▶ _Exercise objective_: Count the lines in the items below that contain the string "speech", with case counting, and give only that number.

▶ _Stored records_:
--
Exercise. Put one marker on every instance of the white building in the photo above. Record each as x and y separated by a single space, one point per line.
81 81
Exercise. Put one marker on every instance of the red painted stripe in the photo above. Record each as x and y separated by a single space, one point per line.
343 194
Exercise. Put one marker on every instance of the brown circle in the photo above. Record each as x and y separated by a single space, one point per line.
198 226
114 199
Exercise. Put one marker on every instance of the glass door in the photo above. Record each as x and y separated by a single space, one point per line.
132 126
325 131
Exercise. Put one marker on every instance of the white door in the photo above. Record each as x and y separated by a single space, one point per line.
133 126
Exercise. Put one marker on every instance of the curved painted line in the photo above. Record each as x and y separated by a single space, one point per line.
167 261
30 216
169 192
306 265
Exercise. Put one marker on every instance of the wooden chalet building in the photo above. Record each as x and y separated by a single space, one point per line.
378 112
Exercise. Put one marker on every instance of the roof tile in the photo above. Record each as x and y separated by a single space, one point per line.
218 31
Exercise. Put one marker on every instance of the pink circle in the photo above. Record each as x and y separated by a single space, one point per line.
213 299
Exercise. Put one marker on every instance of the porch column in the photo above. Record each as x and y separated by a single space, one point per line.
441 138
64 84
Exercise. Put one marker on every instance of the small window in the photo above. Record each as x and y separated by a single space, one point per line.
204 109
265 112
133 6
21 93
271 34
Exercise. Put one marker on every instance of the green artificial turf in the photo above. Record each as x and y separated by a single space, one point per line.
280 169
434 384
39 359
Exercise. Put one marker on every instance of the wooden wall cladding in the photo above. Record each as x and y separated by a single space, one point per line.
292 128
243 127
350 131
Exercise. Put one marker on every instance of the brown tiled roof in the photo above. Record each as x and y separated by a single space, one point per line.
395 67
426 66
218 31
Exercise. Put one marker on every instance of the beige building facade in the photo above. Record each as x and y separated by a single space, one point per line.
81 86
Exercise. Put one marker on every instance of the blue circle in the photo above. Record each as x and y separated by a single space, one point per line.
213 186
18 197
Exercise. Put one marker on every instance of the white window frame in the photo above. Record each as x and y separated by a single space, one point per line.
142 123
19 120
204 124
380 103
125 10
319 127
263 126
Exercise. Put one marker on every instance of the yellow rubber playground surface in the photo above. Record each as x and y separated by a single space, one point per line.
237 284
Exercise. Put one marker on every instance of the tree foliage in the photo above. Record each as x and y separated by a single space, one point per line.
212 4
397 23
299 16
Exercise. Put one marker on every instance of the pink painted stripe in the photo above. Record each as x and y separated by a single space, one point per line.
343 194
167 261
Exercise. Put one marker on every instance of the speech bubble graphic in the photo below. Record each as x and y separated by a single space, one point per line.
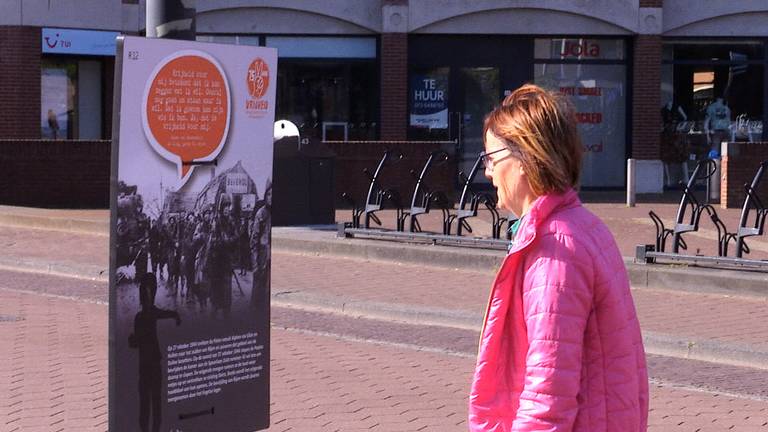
186 110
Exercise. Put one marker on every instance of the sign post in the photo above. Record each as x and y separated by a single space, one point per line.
190 222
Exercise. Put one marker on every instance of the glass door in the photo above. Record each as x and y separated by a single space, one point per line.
480 90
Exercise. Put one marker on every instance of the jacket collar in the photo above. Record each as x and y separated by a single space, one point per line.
540 211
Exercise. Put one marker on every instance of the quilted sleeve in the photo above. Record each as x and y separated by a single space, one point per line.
557 300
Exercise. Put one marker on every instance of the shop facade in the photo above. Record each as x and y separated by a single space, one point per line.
644 75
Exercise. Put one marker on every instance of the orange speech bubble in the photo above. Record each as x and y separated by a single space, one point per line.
186 109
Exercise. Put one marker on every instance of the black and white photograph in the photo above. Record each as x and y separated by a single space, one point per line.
190 273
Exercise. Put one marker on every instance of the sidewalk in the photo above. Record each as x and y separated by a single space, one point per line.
314 269
320 382
56 380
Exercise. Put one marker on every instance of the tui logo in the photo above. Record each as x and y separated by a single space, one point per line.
52 45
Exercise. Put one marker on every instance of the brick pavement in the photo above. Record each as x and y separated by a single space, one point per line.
57 367
738 319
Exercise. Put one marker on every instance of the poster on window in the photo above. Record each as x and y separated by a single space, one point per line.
429 99
598 93
190 236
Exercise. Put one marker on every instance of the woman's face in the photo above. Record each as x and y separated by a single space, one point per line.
506 173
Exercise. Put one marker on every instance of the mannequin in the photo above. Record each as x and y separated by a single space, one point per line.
670 115
717 123
674 150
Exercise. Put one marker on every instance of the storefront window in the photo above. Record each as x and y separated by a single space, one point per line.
329 100
326 85
58 99
712 91
599 94
428 102
71 98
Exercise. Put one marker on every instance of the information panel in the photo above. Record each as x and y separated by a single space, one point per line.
190 236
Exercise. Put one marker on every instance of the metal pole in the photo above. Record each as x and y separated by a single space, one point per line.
631 188
171 19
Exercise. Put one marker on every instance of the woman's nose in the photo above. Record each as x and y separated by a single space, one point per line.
488 173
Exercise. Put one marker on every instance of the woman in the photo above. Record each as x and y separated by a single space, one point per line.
561 348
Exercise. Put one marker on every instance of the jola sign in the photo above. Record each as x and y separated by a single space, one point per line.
580 49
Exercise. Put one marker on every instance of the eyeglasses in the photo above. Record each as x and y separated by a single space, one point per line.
488 162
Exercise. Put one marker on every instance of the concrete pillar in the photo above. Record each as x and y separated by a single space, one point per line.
20 69
171 19
394 70
631 192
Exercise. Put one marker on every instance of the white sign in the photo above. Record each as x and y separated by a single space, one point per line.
88 42
237 183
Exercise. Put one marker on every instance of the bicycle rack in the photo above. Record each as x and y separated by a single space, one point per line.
688 199
471 200
751 202
375 198
423 198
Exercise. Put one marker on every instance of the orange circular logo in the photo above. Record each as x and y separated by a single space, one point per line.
258 78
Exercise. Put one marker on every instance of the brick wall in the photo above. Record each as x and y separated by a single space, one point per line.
738 167
394 85
352 158
646 98
55 174
19 82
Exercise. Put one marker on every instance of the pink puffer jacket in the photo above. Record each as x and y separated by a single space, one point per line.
561 348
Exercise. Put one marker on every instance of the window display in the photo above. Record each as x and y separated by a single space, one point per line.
58 97
719 86
598 92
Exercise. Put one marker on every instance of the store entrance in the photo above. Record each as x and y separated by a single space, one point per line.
479 92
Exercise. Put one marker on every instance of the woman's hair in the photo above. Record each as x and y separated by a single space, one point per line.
540 127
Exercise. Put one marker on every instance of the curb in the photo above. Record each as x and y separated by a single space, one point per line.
80 271
655 343
670 277
83 226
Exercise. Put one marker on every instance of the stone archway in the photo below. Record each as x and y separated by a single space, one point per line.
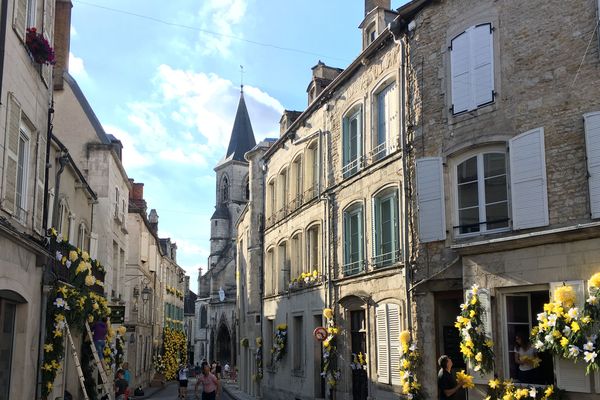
--
▶ _Written response_: 2